• **Page extract**
********************
Thursday, January 28, 2021

Jeannie Mobley

Jeannie Mobley has spent much of her life daydreaming herself into other centuries. This tendency has led her to multiple degrees in history and anthropology, and a passion for writing fiction. She is the author of three historical middle grade novels: Katerina’s Wish (2012), Searching for Silverheels (2014,), and Bobby Lee Claremont and the Criminal Element (201), which have received starred reviews from Booklist, Kirkus Reviews, Publishers Weekly, and Library Media Connection. Other honors include the Willa Award, Colorado Book Award, Junior Library Guild Selection, and inclusion on a number of notable lists, including the Amelia Bloomer List for Feminist Literature, Library of Congress 52 Great Reads List, the New York Public Library Notables, the Jefferson Cup List for Historical Fiction, as well as a variety of state lists. Her favorite stories are those of ordinary people who achieve the extraordinary. She is currently a professor of anthropology and department chair at a college in northern Colorado.

Mobley's 2020 novel is The Jewel Thief.

My Q&A with the author:

How much work does your title do to take readers into the story?

The title The Jewel Thief takes the reader into the novel in much the same way that the first page does. We are introduced to the main character, Juliette, as she is being accused by Louis XIV of stealing his most precious diamond, the large blue stone known as The French Blue. Juliette did, in fact, steal the diamond, but the circumstances surrounding her theft—competition among the master gem-cutters of Paris to achieve an impossible cut and glorify the king—must be understood if she is to save herself. So the title helps launch the reader into the dangerous adventure that is Juliette’s tale. It is not the title the book had originally, but I am very grateful for editorial teams that know how to find just the right title to draw readers in to the book.

What's in a name?

Because some of the characters in the book are real historical figures, their names are not a matter of choice. For the main characters, who are fictional, I tried to pick French names that were also accessible to the English-speaking reader. For the main character, I could hear her voice before I knew her name, so I picked a name that fit her personality. I also liked the name Juliette because it sounds somewhat like jewel, a major topic of the book. Her father calls her his petite bijou, or little jewel, so the name Juliette carried that metaphor into English.
********************
• **Information provided**
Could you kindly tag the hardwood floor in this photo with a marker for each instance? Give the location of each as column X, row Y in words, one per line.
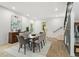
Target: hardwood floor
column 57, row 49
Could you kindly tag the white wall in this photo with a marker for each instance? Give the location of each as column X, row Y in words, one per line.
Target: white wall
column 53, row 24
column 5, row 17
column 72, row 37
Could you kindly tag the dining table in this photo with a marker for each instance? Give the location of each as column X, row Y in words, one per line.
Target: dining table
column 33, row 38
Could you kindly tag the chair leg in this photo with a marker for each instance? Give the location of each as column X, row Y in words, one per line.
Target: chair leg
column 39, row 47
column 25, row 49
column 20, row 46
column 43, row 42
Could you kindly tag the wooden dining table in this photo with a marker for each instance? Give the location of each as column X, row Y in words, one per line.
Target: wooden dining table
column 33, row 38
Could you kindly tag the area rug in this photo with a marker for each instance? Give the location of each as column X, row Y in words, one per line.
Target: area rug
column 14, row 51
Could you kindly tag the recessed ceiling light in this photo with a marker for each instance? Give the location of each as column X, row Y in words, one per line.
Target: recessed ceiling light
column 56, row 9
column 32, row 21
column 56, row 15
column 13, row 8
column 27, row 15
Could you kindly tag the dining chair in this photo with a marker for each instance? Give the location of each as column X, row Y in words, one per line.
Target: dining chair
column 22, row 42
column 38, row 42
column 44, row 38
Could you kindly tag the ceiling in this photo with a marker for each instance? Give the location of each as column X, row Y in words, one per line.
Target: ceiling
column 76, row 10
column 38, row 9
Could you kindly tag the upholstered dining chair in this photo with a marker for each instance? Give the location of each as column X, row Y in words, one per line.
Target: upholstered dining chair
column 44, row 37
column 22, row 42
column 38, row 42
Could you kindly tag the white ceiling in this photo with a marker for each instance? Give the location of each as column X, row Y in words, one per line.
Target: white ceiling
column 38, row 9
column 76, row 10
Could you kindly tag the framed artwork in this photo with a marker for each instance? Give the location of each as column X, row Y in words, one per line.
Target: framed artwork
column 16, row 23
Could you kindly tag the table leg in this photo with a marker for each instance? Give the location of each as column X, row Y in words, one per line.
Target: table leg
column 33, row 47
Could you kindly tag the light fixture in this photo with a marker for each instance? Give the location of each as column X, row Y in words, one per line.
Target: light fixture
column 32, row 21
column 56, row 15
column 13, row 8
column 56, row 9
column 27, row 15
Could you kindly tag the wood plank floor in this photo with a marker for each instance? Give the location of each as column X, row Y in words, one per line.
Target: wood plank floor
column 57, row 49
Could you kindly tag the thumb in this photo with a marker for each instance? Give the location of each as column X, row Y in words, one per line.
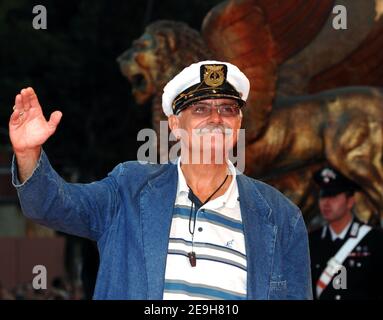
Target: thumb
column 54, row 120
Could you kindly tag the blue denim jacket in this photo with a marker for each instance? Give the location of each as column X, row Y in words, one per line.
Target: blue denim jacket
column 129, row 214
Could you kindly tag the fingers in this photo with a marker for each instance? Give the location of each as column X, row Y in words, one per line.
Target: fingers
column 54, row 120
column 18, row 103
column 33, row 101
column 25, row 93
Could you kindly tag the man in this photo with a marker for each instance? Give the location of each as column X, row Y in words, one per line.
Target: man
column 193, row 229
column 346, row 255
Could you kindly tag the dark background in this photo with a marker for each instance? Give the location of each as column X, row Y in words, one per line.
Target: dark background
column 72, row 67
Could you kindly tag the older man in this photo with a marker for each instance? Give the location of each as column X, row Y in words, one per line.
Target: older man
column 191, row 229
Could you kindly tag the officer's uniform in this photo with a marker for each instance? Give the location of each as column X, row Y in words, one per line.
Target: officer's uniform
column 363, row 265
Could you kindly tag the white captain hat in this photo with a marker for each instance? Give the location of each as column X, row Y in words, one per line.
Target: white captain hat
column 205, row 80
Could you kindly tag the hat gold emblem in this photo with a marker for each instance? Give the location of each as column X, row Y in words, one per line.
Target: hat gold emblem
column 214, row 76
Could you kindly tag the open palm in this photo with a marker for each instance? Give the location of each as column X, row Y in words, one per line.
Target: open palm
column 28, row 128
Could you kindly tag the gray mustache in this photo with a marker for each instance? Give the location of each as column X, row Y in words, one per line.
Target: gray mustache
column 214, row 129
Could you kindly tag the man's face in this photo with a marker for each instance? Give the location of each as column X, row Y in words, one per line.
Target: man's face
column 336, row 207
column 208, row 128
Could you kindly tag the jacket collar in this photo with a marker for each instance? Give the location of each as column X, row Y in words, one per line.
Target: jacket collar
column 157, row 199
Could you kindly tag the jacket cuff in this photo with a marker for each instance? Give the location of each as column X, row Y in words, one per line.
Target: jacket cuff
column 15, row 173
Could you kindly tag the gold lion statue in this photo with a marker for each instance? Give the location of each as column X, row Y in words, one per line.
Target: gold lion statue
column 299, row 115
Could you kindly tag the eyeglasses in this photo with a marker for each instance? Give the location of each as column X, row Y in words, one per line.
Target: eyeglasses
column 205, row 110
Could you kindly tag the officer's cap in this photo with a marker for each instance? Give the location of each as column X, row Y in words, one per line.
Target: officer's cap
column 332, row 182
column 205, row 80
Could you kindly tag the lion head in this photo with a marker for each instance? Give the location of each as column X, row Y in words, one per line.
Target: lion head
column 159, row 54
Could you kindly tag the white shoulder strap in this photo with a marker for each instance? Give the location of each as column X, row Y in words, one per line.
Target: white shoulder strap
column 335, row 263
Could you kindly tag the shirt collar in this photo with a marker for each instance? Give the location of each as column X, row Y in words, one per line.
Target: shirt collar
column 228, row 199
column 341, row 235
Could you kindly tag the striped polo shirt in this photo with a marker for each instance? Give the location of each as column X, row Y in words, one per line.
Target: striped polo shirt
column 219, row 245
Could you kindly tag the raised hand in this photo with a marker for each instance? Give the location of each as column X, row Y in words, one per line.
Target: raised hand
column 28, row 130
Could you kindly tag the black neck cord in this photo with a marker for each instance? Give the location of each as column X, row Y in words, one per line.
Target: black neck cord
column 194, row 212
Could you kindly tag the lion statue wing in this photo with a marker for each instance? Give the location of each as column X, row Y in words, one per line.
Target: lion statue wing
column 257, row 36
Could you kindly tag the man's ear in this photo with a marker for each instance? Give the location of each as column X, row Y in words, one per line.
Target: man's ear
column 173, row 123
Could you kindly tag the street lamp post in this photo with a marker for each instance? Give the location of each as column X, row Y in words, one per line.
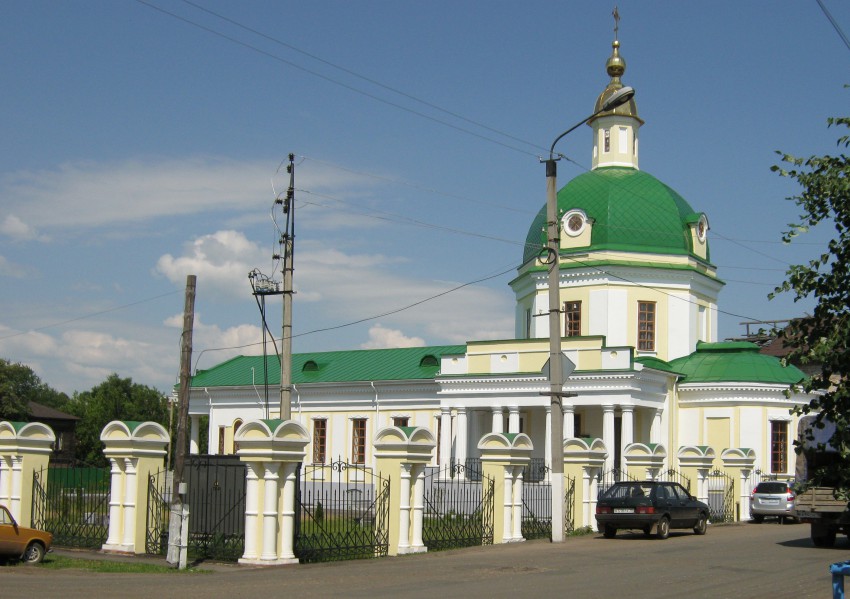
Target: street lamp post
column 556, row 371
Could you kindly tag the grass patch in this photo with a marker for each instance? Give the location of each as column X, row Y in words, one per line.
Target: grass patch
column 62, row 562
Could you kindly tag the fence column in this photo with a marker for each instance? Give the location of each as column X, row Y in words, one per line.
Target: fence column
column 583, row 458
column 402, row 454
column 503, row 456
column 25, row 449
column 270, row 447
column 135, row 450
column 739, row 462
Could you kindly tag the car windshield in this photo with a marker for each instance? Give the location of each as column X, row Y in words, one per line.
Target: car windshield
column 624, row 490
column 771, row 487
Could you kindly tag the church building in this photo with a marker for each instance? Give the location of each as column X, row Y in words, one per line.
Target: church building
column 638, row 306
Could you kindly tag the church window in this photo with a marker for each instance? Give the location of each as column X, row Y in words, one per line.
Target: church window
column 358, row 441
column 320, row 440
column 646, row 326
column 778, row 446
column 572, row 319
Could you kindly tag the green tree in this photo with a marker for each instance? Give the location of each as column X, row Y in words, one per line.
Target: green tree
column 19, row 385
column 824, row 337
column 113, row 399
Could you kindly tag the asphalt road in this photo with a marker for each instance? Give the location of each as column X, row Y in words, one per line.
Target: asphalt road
********************
• **Problem requirements**
Can you write out the part of the Jeannie Mobley interview between "Mobley's 2020 novel is The" and "to the book.", inclusive, changing "diamond" to "gemstone"? You won't need the listing for this.

• **Finished task**
Mobley's 2020 novel is The Jewel Thief.

My Q&A with the author:

How much work does your title do to take readers into the story?

The title The Jewel Thief takes the reader into the novel in much the same way that the first page does. We are introduced to the main character, Juliette, as she is being accused by Louis XIV of stealing his most precious gemstone, the large blue stone known as The French Blue. Juliette did, in fact, steal the gemstone, but the circumstances surrounding her theft—competition among the master gem-cutters of Paris to achieve an impossible cut and glorify the king—must be understood if she is to save herself. So the title helps launch the reader into the dangerous adventure that is Juliette’s tale. It is not the title the book had originally, but I am very grateful for editorial teams that know how to find just the right title to draw readers in to the book.